**WHAT THE EXERCISE ASKS:**
Going down the data below, set down exactly the line with "of the leather" and each line after it through the line with "Target: tree trunk shape"; no other lines.

..............................

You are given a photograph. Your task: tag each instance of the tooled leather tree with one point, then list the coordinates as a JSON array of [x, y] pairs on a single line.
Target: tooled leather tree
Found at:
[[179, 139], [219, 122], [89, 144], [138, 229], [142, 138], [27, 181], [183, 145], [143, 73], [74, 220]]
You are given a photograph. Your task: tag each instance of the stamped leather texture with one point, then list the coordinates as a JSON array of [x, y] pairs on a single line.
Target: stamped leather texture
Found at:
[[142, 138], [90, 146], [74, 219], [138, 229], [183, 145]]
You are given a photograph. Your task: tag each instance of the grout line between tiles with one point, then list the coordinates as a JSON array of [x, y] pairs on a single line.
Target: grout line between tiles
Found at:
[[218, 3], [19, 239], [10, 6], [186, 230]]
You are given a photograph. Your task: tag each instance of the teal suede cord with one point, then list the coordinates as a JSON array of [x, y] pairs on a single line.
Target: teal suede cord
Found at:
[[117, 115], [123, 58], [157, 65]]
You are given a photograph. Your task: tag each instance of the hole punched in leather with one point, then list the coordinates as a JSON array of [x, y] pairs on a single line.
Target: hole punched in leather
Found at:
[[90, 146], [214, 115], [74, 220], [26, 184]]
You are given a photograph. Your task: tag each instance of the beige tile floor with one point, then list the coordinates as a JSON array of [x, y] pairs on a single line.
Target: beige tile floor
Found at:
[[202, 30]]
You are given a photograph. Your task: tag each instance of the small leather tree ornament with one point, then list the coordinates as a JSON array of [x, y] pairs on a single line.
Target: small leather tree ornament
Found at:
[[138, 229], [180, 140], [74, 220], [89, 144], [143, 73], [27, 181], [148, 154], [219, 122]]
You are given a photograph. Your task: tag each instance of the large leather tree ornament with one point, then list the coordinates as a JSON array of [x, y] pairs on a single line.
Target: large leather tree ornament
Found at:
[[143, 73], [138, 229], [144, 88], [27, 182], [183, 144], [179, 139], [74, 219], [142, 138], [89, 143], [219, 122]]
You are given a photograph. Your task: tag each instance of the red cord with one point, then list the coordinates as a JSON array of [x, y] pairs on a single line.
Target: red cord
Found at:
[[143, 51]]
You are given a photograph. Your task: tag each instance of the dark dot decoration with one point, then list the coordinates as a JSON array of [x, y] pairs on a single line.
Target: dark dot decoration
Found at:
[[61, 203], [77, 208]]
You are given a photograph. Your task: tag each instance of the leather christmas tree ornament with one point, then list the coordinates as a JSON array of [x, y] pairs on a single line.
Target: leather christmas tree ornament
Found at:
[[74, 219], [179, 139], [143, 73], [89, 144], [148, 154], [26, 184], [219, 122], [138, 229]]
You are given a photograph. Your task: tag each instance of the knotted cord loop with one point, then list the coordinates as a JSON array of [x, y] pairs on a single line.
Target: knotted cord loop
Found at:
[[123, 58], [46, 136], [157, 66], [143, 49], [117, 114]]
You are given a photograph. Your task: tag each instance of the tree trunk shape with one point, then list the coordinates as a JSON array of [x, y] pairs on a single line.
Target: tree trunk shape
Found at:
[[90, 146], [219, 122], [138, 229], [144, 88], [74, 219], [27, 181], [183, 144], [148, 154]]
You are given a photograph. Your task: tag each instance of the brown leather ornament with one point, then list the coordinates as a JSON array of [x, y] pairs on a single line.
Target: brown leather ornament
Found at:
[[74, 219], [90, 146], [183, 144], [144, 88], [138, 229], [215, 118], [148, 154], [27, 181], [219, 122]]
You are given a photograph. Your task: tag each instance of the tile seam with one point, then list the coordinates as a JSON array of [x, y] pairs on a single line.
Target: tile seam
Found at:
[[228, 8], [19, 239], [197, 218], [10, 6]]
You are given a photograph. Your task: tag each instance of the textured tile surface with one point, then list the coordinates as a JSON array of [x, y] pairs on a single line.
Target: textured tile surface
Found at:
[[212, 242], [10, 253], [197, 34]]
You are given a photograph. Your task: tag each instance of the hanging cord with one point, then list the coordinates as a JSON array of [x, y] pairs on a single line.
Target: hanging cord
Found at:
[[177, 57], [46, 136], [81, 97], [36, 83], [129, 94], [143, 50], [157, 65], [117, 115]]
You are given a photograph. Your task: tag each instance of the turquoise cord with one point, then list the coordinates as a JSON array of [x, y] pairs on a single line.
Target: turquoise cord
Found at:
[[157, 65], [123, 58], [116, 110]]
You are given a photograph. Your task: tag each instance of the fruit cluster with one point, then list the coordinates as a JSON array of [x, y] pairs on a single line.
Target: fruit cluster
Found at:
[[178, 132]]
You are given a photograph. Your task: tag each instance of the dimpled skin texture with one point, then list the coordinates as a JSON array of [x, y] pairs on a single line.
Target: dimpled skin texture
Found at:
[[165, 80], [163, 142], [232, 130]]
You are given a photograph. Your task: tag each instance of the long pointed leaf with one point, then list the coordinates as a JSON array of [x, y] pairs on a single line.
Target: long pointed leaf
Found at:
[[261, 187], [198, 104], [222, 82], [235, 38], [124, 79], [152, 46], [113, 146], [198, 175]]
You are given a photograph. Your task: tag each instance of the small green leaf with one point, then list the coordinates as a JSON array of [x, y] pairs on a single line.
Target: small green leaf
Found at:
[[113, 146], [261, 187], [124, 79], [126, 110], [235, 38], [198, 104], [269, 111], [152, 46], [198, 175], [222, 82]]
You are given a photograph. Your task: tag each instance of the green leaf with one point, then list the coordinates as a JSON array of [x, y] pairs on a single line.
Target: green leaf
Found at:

..............................

**WORKED SOLUTION:**
You are given a photograph. Your task: tag each instance of the leather christmas tree ornament with one point, then list the coordinates as a JSON array of [x, y] pairs on a single line.
Target: leather christmas tree ornament
Found at:
[[74, 219], [179, 139], [143, 73], [89, 144], [148, 154], [26, 184], [219, 122], [138, 229]]
You are given a photograph. Your task: tag each instance of the knotted cord loop with one point, then list the coordinates as a JSON array of [x, y] pairs on a single line.
Target: knotted cord loop
Found at:
[[123, 58], [46, 136], [157, 66], [143, 49], [117, 114]]
You are given a photograph. Your task: tag each instance of the tree trunk shape with one point, then list the coordinates as a JSON array of [x, y] pairs on a single line.
Target: tree trunk shape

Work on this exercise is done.